_Written problem_. Could you repeat verbatim the stretch of the material below from the line containing "Exercise. Point out each instance of the garden" through its final line, and nothing else?

_Extracted data_.
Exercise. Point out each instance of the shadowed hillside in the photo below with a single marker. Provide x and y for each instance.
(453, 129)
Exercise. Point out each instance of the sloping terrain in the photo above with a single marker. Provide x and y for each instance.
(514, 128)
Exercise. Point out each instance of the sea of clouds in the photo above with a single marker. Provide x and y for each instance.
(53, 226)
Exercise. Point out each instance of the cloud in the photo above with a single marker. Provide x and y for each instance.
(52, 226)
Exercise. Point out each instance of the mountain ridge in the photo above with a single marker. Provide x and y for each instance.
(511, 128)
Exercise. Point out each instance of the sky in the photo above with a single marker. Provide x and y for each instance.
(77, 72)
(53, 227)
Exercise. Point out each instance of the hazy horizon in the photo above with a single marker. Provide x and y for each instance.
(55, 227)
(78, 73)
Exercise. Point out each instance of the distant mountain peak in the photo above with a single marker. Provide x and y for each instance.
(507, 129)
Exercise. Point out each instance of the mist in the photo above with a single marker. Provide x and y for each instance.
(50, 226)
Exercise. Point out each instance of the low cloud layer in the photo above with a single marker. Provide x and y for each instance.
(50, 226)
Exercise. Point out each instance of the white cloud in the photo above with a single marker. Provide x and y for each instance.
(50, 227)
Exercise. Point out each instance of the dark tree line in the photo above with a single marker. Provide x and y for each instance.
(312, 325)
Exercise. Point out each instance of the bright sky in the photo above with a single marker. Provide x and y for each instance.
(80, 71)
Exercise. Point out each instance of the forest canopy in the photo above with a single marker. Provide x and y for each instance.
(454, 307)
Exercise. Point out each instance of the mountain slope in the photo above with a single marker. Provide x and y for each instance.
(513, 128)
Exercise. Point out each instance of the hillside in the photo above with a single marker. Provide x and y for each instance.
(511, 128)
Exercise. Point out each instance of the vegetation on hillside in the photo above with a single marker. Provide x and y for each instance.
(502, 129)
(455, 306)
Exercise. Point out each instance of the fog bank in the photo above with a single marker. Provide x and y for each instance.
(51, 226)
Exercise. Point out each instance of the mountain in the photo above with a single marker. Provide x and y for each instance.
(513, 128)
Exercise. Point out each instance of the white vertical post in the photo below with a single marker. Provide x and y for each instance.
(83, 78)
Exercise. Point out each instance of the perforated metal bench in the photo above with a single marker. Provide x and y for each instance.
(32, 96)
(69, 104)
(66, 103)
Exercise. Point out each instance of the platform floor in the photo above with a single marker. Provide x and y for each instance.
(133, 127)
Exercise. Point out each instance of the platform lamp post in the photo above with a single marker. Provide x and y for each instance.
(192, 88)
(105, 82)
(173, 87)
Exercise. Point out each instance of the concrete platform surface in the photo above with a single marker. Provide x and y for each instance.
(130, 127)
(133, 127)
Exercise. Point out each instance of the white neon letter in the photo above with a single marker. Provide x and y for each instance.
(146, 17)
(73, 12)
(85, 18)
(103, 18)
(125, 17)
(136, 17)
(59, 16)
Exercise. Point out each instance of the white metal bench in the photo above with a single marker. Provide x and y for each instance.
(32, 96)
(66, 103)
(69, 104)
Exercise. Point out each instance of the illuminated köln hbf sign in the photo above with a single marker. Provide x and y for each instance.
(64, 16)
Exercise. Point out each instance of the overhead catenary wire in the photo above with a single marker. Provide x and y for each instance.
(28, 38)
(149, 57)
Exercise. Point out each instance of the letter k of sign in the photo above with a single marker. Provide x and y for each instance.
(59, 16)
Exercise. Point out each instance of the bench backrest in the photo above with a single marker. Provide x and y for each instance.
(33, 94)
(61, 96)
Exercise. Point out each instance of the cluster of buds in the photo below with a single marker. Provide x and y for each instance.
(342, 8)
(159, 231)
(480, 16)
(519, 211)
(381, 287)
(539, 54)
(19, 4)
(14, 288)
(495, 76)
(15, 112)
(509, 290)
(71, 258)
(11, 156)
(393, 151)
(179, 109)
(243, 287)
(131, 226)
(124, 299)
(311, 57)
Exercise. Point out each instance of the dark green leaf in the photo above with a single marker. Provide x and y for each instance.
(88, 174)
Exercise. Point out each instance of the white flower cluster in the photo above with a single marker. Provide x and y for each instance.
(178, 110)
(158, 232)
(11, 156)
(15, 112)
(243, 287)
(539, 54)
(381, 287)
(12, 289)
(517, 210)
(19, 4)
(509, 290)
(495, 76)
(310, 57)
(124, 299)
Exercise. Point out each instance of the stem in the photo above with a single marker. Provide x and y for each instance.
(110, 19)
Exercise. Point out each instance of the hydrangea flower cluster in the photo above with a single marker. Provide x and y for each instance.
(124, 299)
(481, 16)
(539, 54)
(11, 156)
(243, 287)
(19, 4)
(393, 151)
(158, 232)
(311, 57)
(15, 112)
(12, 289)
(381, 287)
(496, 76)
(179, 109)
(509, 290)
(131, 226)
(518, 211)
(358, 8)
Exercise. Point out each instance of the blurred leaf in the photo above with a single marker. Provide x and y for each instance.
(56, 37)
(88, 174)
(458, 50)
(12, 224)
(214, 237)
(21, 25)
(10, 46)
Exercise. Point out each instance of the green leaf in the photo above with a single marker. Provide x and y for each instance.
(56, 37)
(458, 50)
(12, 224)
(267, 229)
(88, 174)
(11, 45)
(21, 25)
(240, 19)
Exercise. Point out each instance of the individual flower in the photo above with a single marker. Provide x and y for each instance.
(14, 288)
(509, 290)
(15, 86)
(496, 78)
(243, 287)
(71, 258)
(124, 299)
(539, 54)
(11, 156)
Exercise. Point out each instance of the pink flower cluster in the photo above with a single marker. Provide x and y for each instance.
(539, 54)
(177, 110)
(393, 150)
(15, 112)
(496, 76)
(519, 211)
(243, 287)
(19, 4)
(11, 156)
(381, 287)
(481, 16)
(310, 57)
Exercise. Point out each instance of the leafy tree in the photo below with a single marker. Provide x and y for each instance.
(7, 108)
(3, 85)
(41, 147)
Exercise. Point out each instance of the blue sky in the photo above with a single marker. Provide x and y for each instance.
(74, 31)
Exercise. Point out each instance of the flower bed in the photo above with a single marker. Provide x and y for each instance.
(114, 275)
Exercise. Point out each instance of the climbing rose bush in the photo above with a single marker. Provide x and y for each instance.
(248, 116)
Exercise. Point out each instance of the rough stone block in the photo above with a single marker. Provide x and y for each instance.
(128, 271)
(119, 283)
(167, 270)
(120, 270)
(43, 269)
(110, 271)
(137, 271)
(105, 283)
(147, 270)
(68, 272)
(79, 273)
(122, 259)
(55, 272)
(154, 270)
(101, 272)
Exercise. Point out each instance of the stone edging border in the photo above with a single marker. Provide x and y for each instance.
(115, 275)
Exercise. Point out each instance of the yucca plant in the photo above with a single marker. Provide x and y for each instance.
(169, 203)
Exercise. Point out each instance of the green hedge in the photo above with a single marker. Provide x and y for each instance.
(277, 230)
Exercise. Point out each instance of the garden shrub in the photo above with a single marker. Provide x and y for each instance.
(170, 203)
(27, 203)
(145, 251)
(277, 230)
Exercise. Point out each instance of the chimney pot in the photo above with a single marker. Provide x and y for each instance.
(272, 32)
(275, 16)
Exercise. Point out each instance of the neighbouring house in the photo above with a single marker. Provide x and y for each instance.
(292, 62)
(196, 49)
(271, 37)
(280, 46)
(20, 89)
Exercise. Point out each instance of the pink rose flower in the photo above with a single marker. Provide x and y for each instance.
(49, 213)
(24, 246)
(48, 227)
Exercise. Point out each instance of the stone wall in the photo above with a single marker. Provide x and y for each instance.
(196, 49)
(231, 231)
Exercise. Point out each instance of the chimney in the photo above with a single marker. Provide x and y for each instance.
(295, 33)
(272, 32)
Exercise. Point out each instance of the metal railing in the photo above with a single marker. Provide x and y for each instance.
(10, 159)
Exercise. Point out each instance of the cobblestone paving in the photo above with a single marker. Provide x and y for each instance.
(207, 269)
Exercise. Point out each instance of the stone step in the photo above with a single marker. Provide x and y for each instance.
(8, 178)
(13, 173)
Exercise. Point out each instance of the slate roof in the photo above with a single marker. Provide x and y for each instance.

_Written response_.
Exercise. Point out each instance of the garden shrub in the photo above with a single marker. Provide x and y for each instance.
(170, 203)
(27, 203)
(145, 251)
(277, 230)
Exercise. Point out each instance of the chimney pot in the photo above with a single marker. Provide x and y for each instance.
(272, 32)
(275, 16)
Exercise. Point out each instance of the neighbouring house in the photo above with a single marker. Provide x and y for each instance.
(292, 62)
(196, 49)
(271, 37)
(280, 46)
(20, 89)
Exercise. Point out each instance of the pink rose flower in the photo above with a single marker. Provide x and y for each instance.
(49, 213)
(24, 246)
(48, 227)
Exercise. Point out each instance of the stone wall in the photo above with a single marker. Provide x and y for each instance.
(196, 49)
(231, 231)
Exercise. Point out each instance of the chimney in the photo above with a single marker. Provide x and y for each instance.
(295, 33)
(272, 32)
Exercise. Point out each instance of the metal railing in the photo above with a single marker. Provide x and y for each instance.
(10, 159)
Exercise. Point out each instance of the cobblestone paving in the photo above with a single marker. Provide x and y for each instance.
(207, 269)
Exercise. Point out each instance of the stone step in the photo above with a single marker. Provide x and y for each instance.
(8, 178)
(13, 173)
Exercise. Point out each instance of the slate roof in the photo above with a single marker. Provide x and y for each instance.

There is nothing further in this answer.